#### [PROBLEM REQUIREMENTS]
Reproduce all entries verbatim, with nothing added or dropped.

┌──

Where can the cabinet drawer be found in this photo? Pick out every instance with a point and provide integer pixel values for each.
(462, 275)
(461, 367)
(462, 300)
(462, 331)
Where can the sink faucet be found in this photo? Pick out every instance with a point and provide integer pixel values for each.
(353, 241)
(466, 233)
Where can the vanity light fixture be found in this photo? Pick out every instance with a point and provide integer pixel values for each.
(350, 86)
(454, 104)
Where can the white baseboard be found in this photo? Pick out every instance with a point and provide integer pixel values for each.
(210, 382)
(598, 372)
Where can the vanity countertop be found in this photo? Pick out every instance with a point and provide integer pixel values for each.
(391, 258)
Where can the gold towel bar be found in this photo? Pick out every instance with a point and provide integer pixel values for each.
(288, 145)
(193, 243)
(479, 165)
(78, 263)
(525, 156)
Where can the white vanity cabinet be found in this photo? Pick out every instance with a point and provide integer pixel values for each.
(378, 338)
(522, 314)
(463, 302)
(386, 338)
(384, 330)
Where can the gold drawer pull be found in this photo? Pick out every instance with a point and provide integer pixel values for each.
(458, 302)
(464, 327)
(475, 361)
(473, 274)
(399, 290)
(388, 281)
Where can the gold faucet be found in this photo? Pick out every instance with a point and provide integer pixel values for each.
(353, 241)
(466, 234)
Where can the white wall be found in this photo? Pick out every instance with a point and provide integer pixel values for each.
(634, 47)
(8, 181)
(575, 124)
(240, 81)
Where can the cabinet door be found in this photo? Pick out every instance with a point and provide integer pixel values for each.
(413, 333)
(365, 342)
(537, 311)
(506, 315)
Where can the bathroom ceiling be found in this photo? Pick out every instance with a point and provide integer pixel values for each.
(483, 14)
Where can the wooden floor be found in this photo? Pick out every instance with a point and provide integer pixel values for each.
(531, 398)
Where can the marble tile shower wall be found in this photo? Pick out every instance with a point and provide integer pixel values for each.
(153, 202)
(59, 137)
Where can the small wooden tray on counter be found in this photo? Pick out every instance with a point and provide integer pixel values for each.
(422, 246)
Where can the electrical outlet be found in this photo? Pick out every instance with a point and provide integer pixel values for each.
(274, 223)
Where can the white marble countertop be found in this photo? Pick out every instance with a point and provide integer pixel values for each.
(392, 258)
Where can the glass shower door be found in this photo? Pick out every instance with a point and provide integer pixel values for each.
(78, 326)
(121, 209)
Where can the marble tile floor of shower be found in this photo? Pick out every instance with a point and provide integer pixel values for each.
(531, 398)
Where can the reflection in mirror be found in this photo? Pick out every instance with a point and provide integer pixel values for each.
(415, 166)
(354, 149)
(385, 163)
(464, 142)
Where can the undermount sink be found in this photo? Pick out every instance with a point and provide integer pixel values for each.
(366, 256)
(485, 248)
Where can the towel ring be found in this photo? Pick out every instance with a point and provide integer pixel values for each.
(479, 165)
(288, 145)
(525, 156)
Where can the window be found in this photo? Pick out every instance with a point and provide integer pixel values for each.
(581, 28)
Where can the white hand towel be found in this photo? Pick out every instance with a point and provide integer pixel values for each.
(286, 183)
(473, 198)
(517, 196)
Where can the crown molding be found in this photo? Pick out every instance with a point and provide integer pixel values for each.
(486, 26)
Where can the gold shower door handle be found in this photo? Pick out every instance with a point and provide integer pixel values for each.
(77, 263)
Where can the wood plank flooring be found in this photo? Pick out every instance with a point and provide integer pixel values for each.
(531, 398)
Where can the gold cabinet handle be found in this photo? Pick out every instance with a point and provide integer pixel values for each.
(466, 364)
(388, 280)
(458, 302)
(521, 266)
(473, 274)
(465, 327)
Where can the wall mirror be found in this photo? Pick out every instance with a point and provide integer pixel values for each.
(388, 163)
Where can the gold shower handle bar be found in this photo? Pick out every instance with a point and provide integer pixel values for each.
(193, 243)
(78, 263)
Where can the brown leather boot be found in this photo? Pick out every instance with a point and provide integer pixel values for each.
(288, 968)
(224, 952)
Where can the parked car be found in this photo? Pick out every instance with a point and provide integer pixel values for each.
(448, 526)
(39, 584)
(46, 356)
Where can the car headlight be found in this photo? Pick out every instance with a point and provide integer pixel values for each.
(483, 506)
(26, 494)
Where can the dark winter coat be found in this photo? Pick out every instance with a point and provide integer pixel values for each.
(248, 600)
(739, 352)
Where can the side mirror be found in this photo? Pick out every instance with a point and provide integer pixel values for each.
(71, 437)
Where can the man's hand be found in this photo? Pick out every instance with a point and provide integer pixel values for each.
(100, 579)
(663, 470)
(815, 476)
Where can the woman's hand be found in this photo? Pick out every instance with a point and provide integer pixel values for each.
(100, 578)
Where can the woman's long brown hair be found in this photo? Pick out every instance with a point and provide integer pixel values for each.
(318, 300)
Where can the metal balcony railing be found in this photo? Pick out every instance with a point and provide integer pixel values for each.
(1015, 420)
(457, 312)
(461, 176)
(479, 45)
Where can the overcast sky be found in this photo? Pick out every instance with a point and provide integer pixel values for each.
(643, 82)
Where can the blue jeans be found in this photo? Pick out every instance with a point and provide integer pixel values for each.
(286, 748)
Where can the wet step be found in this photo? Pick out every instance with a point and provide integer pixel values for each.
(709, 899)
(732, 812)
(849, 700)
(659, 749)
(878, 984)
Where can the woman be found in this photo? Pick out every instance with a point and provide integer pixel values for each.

└──

#### [SOLVED PROBLEM]
Where can the cabinet drawer be found in this photo? Pick out every instance with a point and provide integer pixel values for each.
(462, 275)
(461, 367)
(462, 300)
(462, 331)
Where can the sink faucet be found in this photo? Pick out every instance with a point and provide integer pixel values for each.
(353, 241)
(466, 233)
Where can the vanity light fixture be found in this photo? Pick out every instance with a point and provide integer pixel values for each.
(350, 86)
(454, 104)
Where can the white baseboard be found in this photo? Pick out every instance with a point and provide integer pixel values for each.
(210, 382)
(598, 372)
Where can the vanity countertop be found in this photo? Pick out every instance with a point and provide integer pixel values for each.
(391, 258)
Where can the gold towel bar be found in this photo? Pick out every instance with a point and provide integer pixel values for each.
(288, 145)
(193, 243)
(479, 165)
(78, 263)
(525, 156)
Where can the white vanity cabinet be found in this photo? Pick out every instance with a point and provide integer pixel values for each.
(378, 338)
(522, 314)
(463, 302)
(386, 338)
(384, 330)
Where can the gold drawer pull be found in this photo? Pick out every instance with a point and provide integer pixel values for each.
(458, 302)
(464, 327)
(475, 361)
(473, 274)
(399, 290)
(388, 281)
Where can the gold faucet be found in this photo? Pick out every instance with a point and provide integer pixel values for each.
(353, 241)
(466, 234)
Where can the white wall be found in this photo? Pick out every instance with a point and provide integer pixel values for each.
(634, 47)
(8, 181)
(575, 124)
(240, 81)
Where can the cabinet door be found in this photo? Pick out every instance with a point and provide integer pixel values for each.
(413, 333)
(365, 342)
(537, 311)
(506, 315)
Where can the bathroom ceiling be found in this photo? Pick out every instance with a point and provide integer pixel values for each.
(483, 14)
Where can the wooden floor be found in this photo? Pick out every instance with a point and provide integer pixel values for each.
(531, 398)
Where can the marble tile shower wall be found in this photo? Pick out every instance with a point and provide integer pixel values for each.
(153, 202)
(59, 137)
Where can the small wooden tray on counter be found in this photo? Pick out every instance with a point and provide integer pixel values for each.
(422, 246)
Where can the electrical outlet be found in this photo? Pick out every instance with a point and provide integer pixel values for each.
(274, 223)
Where can the white marble countertop be found in this photo? Pick out every instance with a point and provide integer pixel values for each.
(392, 258)
Where can the glass shower door be found in this photo? Pick out every instance with a point and provide integer pixel values for each.
(78, 326)
(121, 209)
Where can the marble tile floor of shower be found in this photo? Pick out every instance with a point and provide integer pixel values for each.
(531, 398)
Where can the reflection in mirror be found in this photo? Pick out every instance with a point and provide integer pixel values for each.
(415, 166)
(354, 149)
(385, 163)
(464, 142)
Where can the undermount sink be found in this photo? Pick out every instance with a point and provide integer pixel values for each.
(366, 256)
(485, 248)
Where can the towel ring be found in this photo? Pick out every instance with a point and provide integer pixel values for each.
(479, 165)
(288, 145)
(525, 156)
Where can the window be found in this photo? Pick out every instance with a point and provide integer pixel values for each.
(581, 28)
Where can the white hand towel be found in this photo? Pick out every instance with a point and provide integer pixel values for each.
(286, 183)
(473, 198)
(517, 196)
Where can the crown molding be found in this photo? Pick out every instance with a point and provide integer pixel values for each.
(486, 26)
Where can the gold shower door handle be found in this photo? Pick out every instance with a point and provide integer pixel values for each.
(77, 263)
Where can the wood plank flooring be found in this photo? Pick out every instance with a point and provide integer pixel values for each.
(531, 398)
Where can the gold cabinet handle be found in this photo? Pick out every instance with a point and provide integer pixel values for each.
(466, 364)
(388, 280)
(458, 302)
(521, 266)
(473, 274)
(465, 327)
Where can the wall mirror be found in this photo? Pick out every instance with a point and provide integer pixel values for each.
(388, 163)
Where can the gold shower handle bar be found in this photo? Pick out every instance with a point and provide integer pixel values for each.
(193, 243)
(78, 263)
Where can the brown leather boot be found in this photo? Pick out every instance with a point and provide integer pixel values for each.
(288, 968)
(224, 952)
Where can the parked car be found in this photo? Pick out every instance with a point and provide integer pixel values for each.
(448, 526)
(39, 584)
(46, 356)
Where can the car headlight be found in this photo? Pick out every instance with a point and provide integer pixel values for each.
(483, 506)
(26, 494)
Where can the dark winter coat be found in this photo? Pick out every instance with a point and provide integer pixel values for each.
(248, 600)
(739, 352)
Where can the side mirror be found in this photo? Pick out every instance with a point and provide integer pixel values for each.
(71, 437)
Where can the man's hand be found in this photo? Pick out every instance with a point and provide integer pixel values for each.
(100, 579)
(663, 470)
(815, 476)
Where can the woman's hand be found in this photo? Pick out every instance with a point and provide integer pixel values for each.
(100, 578)
Where can the woman's long brown hair be found in this photo? Pick out every instance with a point and provide integer pixel values for each.
(318, 300)
Where can the metal balcony railing be found in this photo? Pick out every instance with a point and provide integer pixel values for each.
(1015, 420)
(457, 312)
(461, 176)
(479, 45)
Where can the overcast sky be found in this photo? Pick out every instance with a point and provide integer pixel values for each.
(643, 82)
Where can the blue jeans be found in this photo? Pick out every instance with a point and provide integer pixel values for each.
(286, 748)
Where can the wet step be found in this photo? Pick out every instance with a point and provide integer pixel values for each.
(709, 899)
(732, 812)
(849, 700)
(659, 749)
(878, 984)
Where can the woman be found in this photo? Pick out every instance with a point and provide integer pixel values for each.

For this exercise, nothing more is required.